***** Extract provided

Right from the start of the pandemic, I saw divides splitting our communities. The restrictions on businesses and school hit people differently. I wrote about it on March 23rd. It all still applies, on steroids!
People with children at home are juggling two or three full-time schedules.
Many of my clients still have jobs, either essential or with work-from-home schedules. These parents are also responsible to supervise the safety, entertainment, and education of their children. Even if their children’s teachers are conducting online learning, parents need to organize and supervise that learning. Extracurricular classes are also going on.
Who’s managing these schedules and assignments? More often than not, Mom is. This burden still falls more heavily on women in the United States. This is unpaid work that was offset by day care and school supervision, that is currently gone.
It is not a friendly gesture to share your recreational reading, or movie and TV offerings with a parent with a full-time job. It is sort of like bragging about your leisure.
Not all homes are private. Shared spaces feel dangerous.
If you have your own entrance, you can control what comes in and out of your house. However, if you share entrances, halls, or mail rooms with others, you are subject to their hygiene. This has made many people uncomfortable and distrustful of their neighbors. It encourages people to stay inside, not always in a good way.
Children’s playgrounds are closed in most places. People who used to depend on playgrounds to provide outdoor space are now hosed.

**********

Problems and tasks:
- A) Rewrite the passage of the post on pandemic divides starting with "Who’s managing these" and going on through "about your leisure.", putting "child care" in place of "day care".
- B) According to the post on pandemic divides, why do shared spaces feel dangerous?

***** Listed entries

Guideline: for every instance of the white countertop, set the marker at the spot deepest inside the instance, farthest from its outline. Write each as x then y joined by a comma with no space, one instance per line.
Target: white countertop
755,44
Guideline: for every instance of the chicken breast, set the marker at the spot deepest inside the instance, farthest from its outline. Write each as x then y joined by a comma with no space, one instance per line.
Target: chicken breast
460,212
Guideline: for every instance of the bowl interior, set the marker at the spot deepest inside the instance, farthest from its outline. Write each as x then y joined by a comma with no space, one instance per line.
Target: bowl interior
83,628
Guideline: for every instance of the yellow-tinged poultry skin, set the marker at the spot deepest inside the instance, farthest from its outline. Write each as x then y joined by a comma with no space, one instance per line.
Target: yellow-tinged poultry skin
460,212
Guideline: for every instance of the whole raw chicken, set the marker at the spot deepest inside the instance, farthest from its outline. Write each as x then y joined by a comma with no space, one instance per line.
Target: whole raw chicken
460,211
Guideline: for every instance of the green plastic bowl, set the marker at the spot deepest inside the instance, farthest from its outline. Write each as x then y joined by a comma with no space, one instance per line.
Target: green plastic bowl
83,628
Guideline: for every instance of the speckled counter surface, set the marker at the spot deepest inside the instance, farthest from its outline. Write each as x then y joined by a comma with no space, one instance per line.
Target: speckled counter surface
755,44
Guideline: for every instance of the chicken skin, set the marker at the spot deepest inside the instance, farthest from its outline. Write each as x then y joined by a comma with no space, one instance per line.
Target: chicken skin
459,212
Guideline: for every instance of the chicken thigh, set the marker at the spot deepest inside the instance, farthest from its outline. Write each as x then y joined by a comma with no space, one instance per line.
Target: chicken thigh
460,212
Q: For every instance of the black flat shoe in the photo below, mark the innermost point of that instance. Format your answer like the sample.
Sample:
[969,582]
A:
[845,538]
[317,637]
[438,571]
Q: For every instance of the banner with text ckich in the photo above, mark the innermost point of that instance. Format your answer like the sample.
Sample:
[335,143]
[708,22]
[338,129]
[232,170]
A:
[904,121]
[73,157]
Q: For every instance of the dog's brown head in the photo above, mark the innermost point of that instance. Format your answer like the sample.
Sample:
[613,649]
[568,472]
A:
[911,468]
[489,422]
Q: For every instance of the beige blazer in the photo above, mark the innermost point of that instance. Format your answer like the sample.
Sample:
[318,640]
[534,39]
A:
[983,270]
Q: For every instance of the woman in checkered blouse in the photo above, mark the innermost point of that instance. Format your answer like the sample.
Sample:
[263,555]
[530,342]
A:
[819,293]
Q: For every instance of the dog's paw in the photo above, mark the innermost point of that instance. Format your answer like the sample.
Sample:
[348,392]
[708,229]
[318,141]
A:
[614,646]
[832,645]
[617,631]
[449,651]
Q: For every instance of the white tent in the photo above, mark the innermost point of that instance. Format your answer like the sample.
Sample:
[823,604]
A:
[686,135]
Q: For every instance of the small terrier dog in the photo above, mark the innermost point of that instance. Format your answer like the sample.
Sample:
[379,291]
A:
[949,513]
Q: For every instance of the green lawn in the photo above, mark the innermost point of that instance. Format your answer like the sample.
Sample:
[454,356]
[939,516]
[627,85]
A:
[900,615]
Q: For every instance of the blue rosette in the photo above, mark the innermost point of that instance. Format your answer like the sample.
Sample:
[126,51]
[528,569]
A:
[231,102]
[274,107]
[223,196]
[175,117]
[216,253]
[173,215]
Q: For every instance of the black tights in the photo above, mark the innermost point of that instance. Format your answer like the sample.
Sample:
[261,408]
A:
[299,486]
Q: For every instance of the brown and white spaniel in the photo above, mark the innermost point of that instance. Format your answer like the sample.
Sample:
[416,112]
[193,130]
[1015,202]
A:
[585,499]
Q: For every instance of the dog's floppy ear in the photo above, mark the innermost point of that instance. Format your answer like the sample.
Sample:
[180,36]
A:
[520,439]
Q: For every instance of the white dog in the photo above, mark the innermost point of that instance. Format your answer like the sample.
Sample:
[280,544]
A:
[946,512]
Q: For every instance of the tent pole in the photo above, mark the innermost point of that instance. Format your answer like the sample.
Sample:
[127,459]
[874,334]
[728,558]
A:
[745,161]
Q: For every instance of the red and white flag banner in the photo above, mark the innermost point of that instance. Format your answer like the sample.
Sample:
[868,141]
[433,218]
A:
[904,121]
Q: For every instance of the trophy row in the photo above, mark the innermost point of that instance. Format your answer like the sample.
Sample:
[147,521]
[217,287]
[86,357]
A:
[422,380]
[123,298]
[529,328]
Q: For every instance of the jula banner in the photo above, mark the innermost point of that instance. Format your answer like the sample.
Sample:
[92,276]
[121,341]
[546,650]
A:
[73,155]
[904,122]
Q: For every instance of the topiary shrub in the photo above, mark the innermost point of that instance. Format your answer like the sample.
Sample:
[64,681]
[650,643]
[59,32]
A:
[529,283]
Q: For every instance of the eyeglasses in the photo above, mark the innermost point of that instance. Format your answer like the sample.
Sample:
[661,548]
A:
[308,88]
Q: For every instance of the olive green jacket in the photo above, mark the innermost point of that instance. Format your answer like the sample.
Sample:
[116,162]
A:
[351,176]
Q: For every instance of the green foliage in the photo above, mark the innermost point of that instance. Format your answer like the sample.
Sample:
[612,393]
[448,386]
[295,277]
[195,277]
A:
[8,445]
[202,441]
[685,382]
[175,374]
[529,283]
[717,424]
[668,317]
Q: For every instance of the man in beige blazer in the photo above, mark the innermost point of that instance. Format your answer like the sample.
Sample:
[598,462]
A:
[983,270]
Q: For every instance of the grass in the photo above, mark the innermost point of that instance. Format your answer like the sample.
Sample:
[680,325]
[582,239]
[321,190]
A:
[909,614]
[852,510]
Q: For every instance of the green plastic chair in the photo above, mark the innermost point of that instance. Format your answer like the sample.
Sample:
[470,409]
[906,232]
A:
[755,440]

**********

Solutions:
- A)
Who’s managing these schedules and assignments? More often than not, Mom is. This burden still falls more heavily on women in the United States. This is unpaid work that was offset by child care and school supervision, that is currently gone.
It is not a friendly gesture to share your recreational reading, or movie and TV offerings with a parent with a full-time job. It is sort of like bragging about your leisure.

- B) People who share entrances, halls, or mail rooms with others are subject to those people's hygiene. Someone with their own entrance, by contrast, can control what comes in and out of their house.